Work to complete: After locating the line that contains "Keypoint placement: for each instance of the wooden" in the following entries, reproduce it and each later line exactly, including the last.

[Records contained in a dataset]
---*---
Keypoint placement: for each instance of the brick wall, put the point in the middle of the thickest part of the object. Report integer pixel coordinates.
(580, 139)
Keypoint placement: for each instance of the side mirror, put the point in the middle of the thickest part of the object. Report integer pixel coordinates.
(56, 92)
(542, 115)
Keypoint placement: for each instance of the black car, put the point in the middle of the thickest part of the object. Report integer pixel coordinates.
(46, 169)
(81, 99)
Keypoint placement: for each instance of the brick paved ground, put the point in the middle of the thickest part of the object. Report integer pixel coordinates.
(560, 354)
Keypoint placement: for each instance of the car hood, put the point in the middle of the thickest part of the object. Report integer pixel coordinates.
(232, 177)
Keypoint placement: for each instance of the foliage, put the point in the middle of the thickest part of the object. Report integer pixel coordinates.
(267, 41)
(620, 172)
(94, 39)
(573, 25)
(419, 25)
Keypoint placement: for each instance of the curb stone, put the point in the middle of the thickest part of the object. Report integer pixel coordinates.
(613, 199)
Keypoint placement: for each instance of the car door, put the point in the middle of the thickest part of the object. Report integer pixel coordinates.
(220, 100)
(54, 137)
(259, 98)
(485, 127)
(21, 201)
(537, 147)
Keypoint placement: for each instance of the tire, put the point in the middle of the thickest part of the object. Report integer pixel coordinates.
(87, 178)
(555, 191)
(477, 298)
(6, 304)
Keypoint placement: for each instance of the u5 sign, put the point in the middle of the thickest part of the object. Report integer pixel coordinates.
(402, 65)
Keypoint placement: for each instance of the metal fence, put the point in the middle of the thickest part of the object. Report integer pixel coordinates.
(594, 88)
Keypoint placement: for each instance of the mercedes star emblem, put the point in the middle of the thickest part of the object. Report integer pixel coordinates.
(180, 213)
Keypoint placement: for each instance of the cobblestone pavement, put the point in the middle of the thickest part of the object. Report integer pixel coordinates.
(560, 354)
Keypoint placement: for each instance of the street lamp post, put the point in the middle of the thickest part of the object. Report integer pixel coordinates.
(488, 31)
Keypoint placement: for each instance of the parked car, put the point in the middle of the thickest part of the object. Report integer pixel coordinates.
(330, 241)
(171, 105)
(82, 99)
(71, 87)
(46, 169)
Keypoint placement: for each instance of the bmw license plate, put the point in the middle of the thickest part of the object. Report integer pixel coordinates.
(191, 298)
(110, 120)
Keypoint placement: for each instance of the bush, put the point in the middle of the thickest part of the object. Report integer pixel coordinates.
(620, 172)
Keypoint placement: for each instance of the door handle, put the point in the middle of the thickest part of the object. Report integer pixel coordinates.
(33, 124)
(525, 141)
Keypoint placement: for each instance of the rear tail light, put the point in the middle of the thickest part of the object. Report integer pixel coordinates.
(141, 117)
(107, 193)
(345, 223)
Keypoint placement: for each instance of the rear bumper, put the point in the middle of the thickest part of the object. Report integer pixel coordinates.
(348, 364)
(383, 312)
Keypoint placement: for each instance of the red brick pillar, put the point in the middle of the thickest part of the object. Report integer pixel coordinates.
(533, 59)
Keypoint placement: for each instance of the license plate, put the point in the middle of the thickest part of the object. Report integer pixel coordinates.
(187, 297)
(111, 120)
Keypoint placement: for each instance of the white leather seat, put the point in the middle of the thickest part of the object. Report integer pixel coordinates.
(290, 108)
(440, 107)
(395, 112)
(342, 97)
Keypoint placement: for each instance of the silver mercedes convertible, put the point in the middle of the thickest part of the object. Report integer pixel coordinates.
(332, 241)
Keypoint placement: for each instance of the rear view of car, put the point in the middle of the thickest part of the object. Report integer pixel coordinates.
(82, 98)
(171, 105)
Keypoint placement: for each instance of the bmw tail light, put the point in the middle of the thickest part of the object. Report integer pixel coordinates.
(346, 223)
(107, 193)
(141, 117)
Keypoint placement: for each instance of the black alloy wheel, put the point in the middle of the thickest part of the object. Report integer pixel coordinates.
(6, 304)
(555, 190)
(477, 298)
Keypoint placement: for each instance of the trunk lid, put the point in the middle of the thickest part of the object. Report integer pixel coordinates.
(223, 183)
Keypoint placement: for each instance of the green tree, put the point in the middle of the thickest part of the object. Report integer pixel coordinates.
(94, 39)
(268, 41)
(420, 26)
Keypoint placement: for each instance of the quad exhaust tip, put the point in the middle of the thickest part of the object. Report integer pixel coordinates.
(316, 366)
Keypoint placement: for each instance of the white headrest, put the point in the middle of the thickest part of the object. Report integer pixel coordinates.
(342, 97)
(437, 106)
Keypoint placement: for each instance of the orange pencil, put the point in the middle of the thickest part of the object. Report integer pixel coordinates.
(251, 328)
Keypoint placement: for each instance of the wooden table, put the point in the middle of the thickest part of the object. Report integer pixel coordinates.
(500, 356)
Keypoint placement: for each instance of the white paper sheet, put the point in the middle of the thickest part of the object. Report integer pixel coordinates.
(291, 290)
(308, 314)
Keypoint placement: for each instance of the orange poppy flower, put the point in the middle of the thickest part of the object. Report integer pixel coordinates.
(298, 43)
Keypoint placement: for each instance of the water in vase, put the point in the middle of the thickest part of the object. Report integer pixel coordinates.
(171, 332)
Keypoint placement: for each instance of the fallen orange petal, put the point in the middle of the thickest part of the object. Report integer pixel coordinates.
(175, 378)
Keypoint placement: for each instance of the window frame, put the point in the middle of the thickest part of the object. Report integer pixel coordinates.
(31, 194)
---*---
Expected answer:
Keypoint placement: for each instance of the wooden table, put the point in the middle of the thickest part of the object. Report integer pixel coordinates.
(500, 356)
Keypoint placement: for each instance of the white paper sheet, put the point in the middle of the thickest part of the object. Report integer pixel coordinates.
(291, 290)
(308, 314)
Keypoint placement: for each instance of the orange poppy flower, put the point in the middle of the thickest part of the object. Report integer pixel coordinates.
(298, 43)
Keypoint placement: for each instance of the water in vase, put the point in the middle of the thickest part of the object. Report integer pixel coordinates.
(171, 332)
Keypoint placement: for each instance of the fallen orange petal, put the point in the middle of the thickest part of the object. Report integer pixel coordinates.
(175, 378)
Keypoint placement: for each instance of the window frame, put the point in the middle of the thickest part of the object. Report integer pixel coordinates.
(31, 194)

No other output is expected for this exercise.